Exercise text:
= Jane Fonda's Workout =

Exercise video by Jane Fonda

1982 VHS release in Australia

Jane Fonda's Workout, also known as Workout Starring Jane Fonda, is a 1982 exercise video by actress Jane Fonda, based on an exercise routine developed by Leni Cazden and refined by Cazden and Fonda at Workout, their exercise studio in Beverly Hills. The video release by Karl Home Video and RCA Video Productions was aimed primarily at women as a way to exercise at home. The video was part of a series of exercise products: Jane Fonda's Workout Book was released in November 1981, and both Jane Fonda's Workout video tape and Jane Fonda's Workout Record, published as a double-LP vinyl album, appeared in late April 1982. The VHS tape became a bestseller, and Fonda released further videos throughout the 1980s and into 1995. The video also increased the sales of VCRs.

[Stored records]
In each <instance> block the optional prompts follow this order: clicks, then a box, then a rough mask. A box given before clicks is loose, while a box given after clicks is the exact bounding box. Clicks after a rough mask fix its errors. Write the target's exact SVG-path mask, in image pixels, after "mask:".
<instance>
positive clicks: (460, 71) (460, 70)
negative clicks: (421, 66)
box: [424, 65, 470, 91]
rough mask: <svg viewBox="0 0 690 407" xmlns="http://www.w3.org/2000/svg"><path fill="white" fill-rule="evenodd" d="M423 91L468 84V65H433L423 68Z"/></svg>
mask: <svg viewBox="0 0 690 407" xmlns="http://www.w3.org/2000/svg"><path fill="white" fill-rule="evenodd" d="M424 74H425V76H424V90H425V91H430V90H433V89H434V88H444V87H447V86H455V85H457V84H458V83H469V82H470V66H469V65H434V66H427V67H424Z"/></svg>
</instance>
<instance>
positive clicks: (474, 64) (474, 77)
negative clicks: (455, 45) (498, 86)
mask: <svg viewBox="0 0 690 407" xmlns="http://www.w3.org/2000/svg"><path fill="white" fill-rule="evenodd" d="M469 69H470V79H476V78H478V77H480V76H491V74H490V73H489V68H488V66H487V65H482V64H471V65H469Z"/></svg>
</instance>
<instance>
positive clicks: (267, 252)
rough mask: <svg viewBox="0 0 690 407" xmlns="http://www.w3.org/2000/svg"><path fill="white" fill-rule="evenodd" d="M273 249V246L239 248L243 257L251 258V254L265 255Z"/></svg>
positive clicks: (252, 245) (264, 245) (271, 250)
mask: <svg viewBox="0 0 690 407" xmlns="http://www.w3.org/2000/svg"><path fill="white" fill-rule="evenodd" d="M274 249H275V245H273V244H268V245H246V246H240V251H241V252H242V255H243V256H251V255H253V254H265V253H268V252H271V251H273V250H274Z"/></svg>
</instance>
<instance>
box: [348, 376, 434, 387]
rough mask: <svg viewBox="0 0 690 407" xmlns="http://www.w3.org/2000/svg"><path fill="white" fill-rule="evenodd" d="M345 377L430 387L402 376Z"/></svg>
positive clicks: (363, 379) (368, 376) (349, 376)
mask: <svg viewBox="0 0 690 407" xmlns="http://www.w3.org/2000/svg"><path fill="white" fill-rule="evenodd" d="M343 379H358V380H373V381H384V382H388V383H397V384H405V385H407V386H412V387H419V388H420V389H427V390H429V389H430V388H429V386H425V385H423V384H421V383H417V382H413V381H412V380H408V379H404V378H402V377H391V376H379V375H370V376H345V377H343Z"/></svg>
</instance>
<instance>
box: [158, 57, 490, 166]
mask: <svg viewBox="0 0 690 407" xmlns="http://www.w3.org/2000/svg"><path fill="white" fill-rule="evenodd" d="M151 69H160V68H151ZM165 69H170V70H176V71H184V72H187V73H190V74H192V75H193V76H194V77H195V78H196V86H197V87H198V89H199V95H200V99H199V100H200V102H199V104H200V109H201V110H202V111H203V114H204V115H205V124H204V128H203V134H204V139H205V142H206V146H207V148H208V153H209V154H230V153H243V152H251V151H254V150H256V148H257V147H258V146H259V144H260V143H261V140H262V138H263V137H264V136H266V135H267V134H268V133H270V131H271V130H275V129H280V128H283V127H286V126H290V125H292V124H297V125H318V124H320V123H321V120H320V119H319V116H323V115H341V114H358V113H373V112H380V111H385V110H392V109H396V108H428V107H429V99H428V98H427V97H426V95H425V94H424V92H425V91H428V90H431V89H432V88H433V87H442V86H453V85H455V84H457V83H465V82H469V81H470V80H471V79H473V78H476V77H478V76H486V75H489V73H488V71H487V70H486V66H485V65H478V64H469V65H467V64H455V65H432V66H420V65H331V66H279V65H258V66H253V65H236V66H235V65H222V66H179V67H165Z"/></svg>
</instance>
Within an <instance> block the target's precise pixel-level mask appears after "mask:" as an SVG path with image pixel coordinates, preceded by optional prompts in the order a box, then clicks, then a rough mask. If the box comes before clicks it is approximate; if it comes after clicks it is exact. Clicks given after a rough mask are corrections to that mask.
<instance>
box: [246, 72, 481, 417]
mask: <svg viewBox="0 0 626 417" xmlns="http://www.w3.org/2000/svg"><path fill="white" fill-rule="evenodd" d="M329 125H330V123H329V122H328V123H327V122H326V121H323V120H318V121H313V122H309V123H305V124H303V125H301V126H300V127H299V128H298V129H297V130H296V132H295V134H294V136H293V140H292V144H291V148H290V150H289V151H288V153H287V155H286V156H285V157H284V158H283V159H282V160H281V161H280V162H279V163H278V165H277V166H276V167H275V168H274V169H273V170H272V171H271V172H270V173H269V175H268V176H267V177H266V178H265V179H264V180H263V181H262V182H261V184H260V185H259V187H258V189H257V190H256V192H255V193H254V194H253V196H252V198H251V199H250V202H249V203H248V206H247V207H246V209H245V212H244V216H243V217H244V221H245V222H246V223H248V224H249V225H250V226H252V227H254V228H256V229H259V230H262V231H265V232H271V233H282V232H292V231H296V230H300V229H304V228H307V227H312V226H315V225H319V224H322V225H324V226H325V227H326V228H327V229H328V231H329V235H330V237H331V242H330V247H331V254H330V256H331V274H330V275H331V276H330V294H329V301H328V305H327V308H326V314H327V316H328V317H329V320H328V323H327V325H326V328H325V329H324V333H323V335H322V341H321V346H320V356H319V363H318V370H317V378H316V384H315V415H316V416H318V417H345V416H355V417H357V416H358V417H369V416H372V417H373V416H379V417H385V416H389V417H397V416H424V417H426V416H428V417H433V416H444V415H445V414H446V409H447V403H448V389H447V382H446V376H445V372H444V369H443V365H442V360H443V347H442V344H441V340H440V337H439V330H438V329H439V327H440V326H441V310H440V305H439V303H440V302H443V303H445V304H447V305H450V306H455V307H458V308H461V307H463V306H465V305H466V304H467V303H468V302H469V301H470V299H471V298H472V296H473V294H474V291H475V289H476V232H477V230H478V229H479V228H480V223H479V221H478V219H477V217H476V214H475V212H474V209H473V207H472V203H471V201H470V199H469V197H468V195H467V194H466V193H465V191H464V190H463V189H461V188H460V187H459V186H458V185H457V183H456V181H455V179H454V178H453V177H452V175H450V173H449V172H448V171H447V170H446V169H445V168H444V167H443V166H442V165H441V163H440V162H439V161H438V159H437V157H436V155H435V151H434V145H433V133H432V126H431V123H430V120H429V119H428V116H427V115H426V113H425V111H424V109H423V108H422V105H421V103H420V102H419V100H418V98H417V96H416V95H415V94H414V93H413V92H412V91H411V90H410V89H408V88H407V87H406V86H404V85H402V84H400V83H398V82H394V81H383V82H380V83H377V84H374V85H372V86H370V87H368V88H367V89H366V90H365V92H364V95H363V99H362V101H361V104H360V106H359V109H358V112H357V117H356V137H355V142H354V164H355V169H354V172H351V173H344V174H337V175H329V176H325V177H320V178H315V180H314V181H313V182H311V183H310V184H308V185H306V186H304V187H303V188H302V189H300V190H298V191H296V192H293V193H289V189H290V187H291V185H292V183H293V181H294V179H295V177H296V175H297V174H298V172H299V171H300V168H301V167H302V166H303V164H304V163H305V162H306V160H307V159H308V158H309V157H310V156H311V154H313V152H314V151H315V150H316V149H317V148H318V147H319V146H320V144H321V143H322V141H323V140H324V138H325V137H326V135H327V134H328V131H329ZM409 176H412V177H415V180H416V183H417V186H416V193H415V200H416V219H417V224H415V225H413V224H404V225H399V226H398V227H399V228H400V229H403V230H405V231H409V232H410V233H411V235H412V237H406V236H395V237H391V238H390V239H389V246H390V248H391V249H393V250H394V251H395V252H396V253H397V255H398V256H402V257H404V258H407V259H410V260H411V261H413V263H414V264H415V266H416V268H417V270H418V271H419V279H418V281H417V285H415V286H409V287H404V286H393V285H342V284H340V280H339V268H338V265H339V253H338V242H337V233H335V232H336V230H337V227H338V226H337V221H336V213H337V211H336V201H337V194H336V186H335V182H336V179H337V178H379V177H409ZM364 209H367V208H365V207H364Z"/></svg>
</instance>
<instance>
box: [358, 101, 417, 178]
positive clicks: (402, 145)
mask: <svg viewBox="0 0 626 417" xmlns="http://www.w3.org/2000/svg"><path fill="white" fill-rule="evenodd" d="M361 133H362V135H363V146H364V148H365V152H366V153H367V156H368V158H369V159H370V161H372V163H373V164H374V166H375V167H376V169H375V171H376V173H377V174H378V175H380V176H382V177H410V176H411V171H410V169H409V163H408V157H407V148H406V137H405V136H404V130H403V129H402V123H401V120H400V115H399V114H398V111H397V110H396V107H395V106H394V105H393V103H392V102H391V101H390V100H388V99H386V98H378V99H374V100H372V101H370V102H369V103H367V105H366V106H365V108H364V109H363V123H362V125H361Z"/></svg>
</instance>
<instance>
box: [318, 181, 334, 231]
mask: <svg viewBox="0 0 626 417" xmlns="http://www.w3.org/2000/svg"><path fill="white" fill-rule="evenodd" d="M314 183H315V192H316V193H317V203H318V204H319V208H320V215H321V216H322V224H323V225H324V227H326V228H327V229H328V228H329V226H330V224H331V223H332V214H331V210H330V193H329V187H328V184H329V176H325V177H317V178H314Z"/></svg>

What to work on:
[a] Answer these questions using the text on Jane Fonda's Workout:
(i) Who first developed the exercise routine the video is based on?
(ii) In what month and year was Jane Fonda's Workout Book released?
(iii) In what format was Jane Fonda's Workout Record published?
[b] Repeat word for word the part of the text on Jane Fonda's Workout starting at "1982 VHS release" and ending at "sales of VCRs.".
This material has no connection to the text on Jane Fonda's Workout.

Answers given:
[a]
(i) Leni Cazden
(ii) November 1981
(iii) As a double-LP vinyl album

[b]
1982 VHS release in Australia

Jane Fonda's Workout, also known as Workout Starring Jane Fonda, is a 1982 exercise video by actress Jane Fonda, based on an exercise routine developed by Leni Cazden and refined by Cazden and Fonda at Workout, their exercise studio in Beverly Hills. The video release by Karl Home Video and RCA Video Productions was aimed primarily at women as a way to exercise at home. The video was part of a series of exercise products: Jane Fonda's Workout Book was released in November 1981, and both Jane Fonda's Workout video tape and Jane Fonda's Workout Record, published as a double-LP vinyl album, appeared in late April 1982. The VHS tape became a bestseller, and Fonda released further videos throughout the 1980s and into 1995. The video also increased the sales of VCRs.